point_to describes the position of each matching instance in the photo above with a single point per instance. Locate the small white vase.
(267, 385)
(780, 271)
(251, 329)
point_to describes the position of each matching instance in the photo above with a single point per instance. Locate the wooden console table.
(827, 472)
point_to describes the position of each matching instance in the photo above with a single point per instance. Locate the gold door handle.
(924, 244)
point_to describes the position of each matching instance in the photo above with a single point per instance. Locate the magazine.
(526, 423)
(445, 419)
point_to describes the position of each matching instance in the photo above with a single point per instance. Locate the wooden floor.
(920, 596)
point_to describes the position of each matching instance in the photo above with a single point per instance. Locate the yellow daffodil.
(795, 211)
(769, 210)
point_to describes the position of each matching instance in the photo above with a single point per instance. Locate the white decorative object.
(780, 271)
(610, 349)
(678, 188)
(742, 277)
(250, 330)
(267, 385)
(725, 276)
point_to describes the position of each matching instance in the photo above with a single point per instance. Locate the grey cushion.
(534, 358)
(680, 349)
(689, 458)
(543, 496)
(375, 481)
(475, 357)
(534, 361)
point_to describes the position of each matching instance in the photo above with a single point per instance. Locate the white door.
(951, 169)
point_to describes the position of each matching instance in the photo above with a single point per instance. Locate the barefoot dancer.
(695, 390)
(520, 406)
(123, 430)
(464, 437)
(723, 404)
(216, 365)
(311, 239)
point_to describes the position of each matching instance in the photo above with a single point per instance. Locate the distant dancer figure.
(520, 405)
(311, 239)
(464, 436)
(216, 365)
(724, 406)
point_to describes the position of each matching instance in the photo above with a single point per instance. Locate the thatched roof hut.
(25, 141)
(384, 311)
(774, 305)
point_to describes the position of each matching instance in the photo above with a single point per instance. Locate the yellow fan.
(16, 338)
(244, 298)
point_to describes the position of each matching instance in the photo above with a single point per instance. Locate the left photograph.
◆ ◆ ◆ ◆
:: EXERCISE DESCRIPTION ::
Could you write out the material above exactly as it appears?

:: OUTPUT BELOW ::
point_to describes the position of each matching instance in the photo above with a single point per instance. Locate the small white vase.
(267, 385)
(780, 271)
(251, 329)
point_to describes the position of each matching instance in the photo above with a single point per instance. Locate the wooden console table.
(827, 472)
point_to describes the position of each matching instance in the photo above with a single point per instance. Locate the gold door handle.
(924, 244)
point_to describes the position of each matching instance in the photo above with a single point per instance. Locate the magazine.
(526, 423)
(445, 419)
point_to describes the position of each matching instance in the photo above with a single point per instance. Locate the wooden floor.
(920, 596)
point_to describes the position of each matching instance in the photo above with a single point per instance. Locate the yellow daffodil.
(795, 211)
(769, 210)
point_to describes the position of each matching instance in the photo above with a single point per instance. Locate the white decorative object.
(780, 271)
(610, 349)
(678, 188)
(742, 277)
(250, 330)
(267, 385)
(725, 276)
point_to describes the position of each matching instance in the photo above with a single point per instance. Locate the grey cushion.
(534, 358)
(680, 349)
(689, 458)
(543, 496)
(375, 481)
(475, 357)
(534, 361)
point_to describes the position of each matching instance in the photo above with a single point per instance. Locate the white door.
(951, 169)
point_to describes the position of each matching instance in the photo above with a single point per instance. Locate the barefoot dancer.
(695, 390)
(520, 406)
(123, 430)
(464, 437)
(723, 404)
(216, 365)
(311, 239)
point_to describes the position of each matching instance in the photo above with a single point per instance. Locate the distant dancer figure.
(520, 405)
(311, 239)
(464, 436)
(216, 365)
(724, 406)
point_to describes the position of each matching instance in the photo above with a single point per instance. Locate the thatched roof hut.
(25, 141)
(384, 311)
(774, 305)
point_to describes the position of each matching instance in the photo above with a single point per instance. Locate the yellow fan.
(16, 338)
(244, 298)
point_to describes the position of each matching instance in the photo above with a single point per instance. Locate the left photograph.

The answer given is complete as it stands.